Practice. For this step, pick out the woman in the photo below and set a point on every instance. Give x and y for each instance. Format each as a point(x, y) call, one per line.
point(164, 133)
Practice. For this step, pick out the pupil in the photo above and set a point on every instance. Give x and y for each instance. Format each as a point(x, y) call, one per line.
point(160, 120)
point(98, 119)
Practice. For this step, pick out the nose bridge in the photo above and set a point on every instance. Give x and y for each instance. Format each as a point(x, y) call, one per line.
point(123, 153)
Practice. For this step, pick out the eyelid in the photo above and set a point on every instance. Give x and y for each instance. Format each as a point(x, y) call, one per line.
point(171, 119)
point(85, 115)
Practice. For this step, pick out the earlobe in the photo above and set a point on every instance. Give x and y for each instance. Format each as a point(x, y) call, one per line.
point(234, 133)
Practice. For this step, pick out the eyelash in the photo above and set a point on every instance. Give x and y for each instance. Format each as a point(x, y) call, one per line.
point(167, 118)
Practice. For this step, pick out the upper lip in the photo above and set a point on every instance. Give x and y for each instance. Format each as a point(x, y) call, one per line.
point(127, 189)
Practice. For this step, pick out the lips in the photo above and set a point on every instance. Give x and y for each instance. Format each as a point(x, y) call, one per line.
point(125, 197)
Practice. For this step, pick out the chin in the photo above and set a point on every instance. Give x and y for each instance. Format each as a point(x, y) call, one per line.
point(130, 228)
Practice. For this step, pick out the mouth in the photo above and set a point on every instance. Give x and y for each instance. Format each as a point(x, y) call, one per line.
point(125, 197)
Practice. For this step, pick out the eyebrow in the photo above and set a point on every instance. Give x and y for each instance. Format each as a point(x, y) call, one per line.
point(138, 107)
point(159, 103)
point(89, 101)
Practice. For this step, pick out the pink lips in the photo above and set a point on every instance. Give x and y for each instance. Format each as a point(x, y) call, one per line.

→ WHAT IS NEEDED
Can you write out the listing above again with every "pick out" changed to "locate", leaving everything else as it is?

→ THE OUTPUT
Practice. For this step, locate the woman in the photo below and set a point on every instance. Give x and y for each instance. Format each as a point(x, y) call, one per line.
point(164, 133)
Practice. For this step, locate the pupil in the photo above and set a point on every instance. Give x and y for each instance. Format each as a point(x, y) call, one per line.
point(160, 120)
point(98, 119)
Practice. For this step, locate the nose bridge in the photo above and set a point on every instance. Give x and y for each instance. Format each as a point(x, y) call, one per line.
point(123, 153)
Practice. For this step, locate the eyelid in the photo above and set a point on every instance. Give x and y for each instance. Format each as a point(x, y) call, one per line.
point(171, 119)
point(85, 115)
Practice. For this step, locate the earlobe in the photo above and set a point on every instance. Give x and y for each instance. Format each as a point(x, y) call, one per line.
point(234, 133)
Practice. For this step, locate the eyelash in the photo above and set a point on every instance. Give x and y for each instance. Format each as a point(x, y) call, one per line.
point(167, 118)
Practice. For this step, locate the upper lip in the photo above and set a point on every instance. Give x and y for each instance. Format each as a point(x, y) call, one per line.
point(127, 189)
Practice. For this step, locate the lips in the photo above and set a point on every instance. Give x and y for each instance. Format each as a point(x, y) call, one per line.
point(125, 197)
Practice. For this step, locate the chin in the photo above and set a point on every instance. Give x and y for each instance. Format each as a point(x, y) call, one per line.
point(130, 228)
Practice. For this step, locate the mouth in the photo above and set a point on every instance. Give x and y for each instance. Format each as a point(x, y) call, one per line.
point(125, 197)
Practice. For this step, locate the eyebrow in the photo above and set a point on every instance. Give x and y for each instance. Format each as a point(x, y) call, one per line.
point(138, 107)
point(159, 103)
point(89, 101)
Practice. For this step, locate the pink lips in the photo above and set a point on every instance. Give x and y for each instance. Format each as a point(x, y) call, one per line.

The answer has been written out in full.